***** INPUT FOR THIS TASK *****
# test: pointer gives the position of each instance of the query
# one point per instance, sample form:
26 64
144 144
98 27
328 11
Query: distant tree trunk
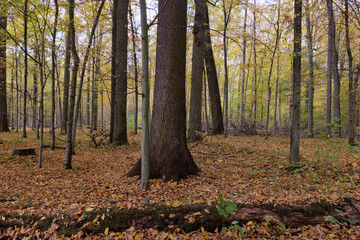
276 91
310 55
329 71
169 154
353 83
295 125
53 77
25 68
82 74
215 101
113 67
268 97
69 144
335 71
195 124
4 125
66 81
135 70
120 128
242 101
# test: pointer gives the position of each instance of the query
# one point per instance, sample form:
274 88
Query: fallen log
193 217
24 152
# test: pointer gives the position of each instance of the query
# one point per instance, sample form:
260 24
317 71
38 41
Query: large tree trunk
310 55
169 154
195 126
295 120
215 102
120 128
4 126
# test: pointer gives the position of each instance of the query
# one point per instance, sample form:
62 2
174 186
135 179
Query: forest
175 119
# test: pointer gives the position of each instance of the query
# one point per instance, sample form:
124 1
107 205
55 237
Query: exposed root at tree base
187 217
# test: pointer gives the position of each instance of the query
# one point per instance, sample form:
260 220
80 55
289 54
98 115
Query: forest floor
246 170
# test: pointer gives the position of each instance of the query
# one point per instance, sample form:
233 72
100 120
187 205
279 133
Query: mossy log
191 217
24 152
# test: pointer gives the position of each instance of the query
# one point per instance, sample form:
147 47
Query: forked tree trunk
169 154
195 125
4 126
215 102
120 122
295 120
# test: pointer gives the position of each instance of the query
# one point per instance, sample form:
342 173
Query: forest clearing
248 171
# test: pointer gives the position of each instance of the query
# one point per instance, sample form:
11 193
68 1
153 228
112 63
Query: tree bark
70 116
295 120
195 124
214 92
169 154
25 67
4 125
120 122
310 56
53 76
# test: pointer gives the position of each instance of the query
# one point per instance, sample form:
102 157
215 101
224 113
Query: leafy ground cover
245 170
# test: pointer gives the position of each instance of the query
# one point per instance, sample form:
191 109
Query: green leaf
331 219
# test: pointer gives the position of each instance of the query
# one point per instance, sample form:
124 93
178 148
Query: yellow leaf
249 223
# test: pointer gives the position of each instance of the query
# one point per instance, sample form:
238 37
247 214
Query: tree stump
24 152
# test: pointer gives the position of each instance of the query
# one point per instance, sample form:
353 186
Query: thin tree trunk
295 125
53 72
310 56
82 74
195 124
242 101
135 70
4 125
25 68
69 127
120 124
215 101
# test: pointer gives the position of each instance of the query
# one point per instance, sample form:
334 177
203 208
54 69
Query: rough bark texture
215 102
4 126
66 82
169 154
195 126
295 120
310 56
120 129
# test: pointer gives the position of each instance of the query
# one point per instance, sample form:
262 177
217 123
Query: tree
296 81
120 129
195 125
25 67
214 92
4 126
169 154
310 56
70 114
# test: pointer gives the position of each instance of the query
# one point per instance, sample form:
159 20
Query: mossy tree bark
169 154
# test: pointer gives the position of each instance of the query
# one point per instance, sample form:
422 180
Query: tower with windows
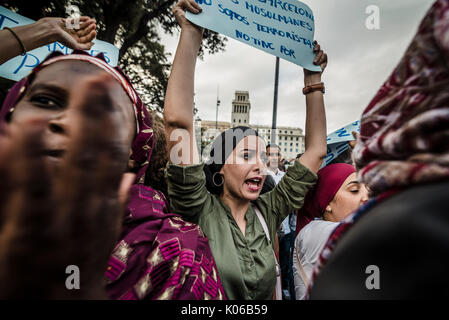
241 108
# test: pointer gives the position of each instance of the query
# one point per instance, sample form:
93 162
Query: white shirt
308 244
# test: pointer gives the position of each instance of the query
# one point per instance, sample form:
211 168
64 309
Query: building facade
241 107
289 139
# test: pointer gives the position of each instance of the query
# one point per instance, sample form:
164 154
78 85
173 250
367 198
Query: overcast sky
360 60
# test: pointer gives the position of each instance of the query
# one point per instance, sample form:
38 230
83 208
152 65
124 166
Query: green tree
135 28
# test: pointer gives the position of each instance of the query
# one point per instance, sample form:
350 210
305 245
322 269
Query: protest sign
283 28
19 67
337 141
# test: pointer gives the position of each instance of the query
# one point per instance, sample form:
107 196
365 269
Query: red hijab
330 179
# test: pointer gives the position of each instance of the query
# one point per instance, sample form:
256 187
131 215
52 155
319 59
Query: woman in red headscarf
336 194
396 246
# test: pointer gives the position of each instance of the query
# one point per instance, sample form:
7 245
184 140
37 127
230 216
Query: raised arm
178 107
43 32
315 138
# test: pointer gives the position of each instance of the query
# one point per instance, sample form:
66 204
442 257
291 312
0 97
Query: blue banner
19 67
283 28
337 141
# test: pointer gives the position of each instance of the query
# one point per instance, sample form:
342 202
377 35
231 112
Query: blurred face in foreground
351 195
244 171
53 96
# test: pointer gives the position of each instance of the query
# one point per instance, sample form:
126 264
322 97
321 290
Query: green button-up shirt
245 263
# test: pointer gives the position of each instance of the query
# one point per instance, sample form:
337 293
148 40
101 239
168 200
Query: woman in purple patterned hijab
158 256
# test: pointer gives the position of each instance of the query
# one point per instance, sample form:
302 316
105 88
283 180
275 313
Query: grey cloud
360 60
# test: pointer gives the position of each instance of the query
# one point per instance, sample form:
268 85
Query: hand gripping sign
283 28
19 67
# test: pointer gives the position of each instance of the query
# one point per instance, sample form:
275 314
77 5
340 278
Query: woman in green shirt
229 215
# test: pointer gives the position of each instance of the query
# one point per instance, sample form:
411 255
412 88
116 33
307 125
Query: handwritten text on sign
337 141
283 28
19 67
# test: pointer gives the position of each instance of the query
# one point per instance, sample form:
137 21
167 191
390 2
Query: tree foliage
135 28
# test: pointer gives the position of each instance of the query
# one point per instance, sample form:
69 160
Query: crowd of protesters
91 178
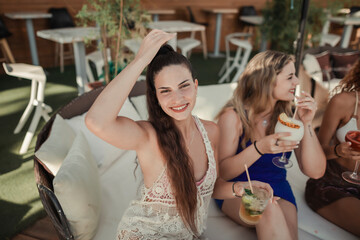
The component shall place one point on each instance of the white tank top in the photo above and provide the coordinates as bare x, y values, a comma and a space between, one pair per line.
154, 215
351, 125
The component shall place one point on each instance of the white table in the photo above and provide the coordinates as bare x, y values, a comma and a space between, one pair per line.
219, 12
76, 36
348, 23
180, 26
256, 20
29, 16
156, 12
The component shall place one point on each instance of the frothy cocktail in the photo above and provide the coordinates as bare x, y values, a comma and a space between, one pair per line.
253, 205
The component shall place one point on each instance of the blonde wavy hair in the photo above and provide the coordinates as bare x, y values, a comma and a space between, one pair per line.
254, 92
351, 81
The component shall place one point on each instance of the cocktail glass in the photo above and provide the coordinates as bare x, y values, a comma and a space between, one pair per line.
296, 128
354, 138
253, 205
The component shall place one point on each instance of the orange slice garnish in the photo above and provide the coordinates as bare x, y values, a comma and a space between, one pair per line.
285, 120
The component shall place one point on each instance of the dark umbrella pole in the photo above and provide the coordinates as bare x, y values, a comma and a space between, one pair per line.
301, 35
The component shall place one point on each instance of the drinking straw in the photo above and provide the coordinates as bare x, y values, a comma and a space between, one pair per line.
295, 112
247, 173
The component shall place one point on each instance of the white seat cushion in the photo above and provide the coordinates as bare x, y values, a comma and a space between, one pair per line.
53, 152
104, 153
77, 187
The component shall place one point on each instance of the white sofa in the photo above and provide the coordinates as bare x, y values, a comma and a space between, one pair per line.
118, 178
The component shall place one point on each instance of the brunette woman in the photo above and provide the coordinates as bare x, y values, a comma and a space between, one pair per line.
176, 151
331, 196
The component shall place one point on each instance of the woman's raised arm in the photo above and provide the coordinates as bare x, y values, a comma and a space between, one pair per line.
102, 118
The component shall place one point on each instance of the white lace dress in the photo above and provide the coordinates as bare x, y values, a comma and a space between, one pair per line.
154, 214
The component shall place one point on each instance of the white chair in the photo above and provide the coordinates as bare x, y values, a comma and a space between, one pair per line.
239, 61
186, 45
96, 59
328, 38
38, 80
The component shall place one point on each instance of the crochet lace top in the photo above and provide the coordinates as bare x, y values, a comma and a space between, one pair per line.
154, 215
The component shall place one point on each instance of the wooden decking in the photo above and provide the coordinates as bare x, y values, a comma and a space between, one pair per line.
40, 230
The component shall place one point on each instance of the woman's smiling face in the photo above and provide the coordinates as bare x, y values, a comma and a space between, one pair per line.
176, 91
286, 82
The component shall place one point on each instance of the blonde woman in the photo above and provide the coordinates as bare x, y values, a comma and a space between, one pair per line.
266, 89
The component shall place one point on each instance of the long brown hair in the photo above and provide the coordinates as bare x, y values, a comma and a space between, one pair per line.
351, 81
172, 144
253, 93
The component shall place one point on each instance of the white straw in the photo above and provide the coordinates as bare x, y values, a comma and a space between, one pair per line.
247, 173
295, 112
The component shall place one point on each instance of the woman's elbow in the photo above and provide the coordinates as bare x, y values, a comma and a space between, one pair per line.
92, 123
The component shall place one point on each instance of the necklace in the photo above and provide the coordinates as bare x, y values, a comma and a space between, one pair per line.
192, 138
264, 123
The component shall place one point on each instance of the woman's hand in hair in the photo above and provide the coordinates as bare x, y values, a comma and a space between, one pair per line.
273, 143
240, 186
306, 107
151, 45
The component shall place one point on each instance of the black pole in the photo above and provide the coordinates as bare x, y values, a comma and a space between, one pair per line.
300, 36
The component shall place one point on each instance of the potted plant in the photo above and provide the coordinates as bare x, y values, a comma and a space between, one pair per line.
118, 20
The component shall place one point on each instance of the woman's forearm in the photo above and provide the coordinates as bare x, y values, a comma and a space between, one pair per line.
311, 157
108, 104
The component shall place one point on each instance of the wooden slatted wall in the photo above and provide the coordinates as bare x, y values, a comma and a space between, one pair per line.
19, 41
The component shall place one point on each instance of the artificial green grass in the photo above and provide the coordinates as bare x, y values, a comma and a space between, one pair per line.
20, 204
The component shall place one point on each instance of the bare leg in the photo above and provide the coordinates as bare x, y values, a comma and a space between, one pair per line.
345, 213
272, 224
290, 214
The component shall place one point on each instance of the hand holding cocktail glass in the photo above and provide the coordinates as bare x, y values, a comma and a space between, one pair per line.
254, 201
305, 110
296, 128
354, 138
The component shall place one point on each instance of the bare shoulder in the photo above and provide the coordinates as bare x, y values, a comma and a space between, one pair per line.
149, 130
211, 128
343, 99
229, 118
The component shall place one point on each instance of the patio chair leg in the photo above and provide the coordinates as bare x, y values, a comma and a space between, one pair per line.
28, 108
30, 133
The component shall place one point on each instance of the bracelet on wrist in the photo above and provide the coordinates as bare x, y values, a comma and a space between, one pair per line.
257, 149
336, 151
233, 187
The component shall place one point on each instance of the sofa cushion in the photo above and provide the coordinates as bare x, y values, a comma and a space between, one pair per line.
119, 185
52, 152
342, 62
104, 153
77, 187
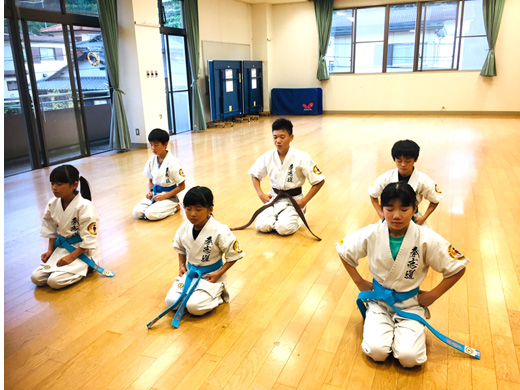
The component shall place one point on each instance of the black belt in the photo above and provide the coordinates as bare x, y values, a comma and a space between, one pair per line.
279, 195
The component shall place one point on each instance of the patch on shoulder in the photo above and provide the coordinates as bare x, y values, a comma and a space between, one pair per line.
455, 254
236, 247
92, 228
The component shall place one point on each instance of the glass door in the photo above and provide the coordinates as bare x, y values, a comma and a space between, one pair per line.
17, 157
176, 83
53, 90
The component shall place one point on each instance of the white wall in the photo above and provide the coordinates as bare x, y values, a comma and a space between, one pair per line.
*****
◆ **DO THIS**: Exactly as written, give the line containing "the black belt" and all remaining lines of the records.

◆ **SOLUTION TO THIS TASK**:
The component shall place one point on each instance of the black belt in the photo above and provide the coordinates as bare x, y values, a comma and a space between, one pair per line.
279, 195
The component shall place one point on each instance of the patch on shoulder in the photo above and provide the coordinates as bare x, y values, a comma and a space between, one pair per line.
455, 254
236, 247
92, 228
The component shall place one point on each instance of the glass door in the photo above and provide the coordinates as bare x, y values, a comma and a space between, one pair per line.
17, 157
176, 83
53, 90
The component shall place one point on each instance of the white wall in the photo above and provide the coordinates as bare x, y values, a comma and a space between, one pair per line.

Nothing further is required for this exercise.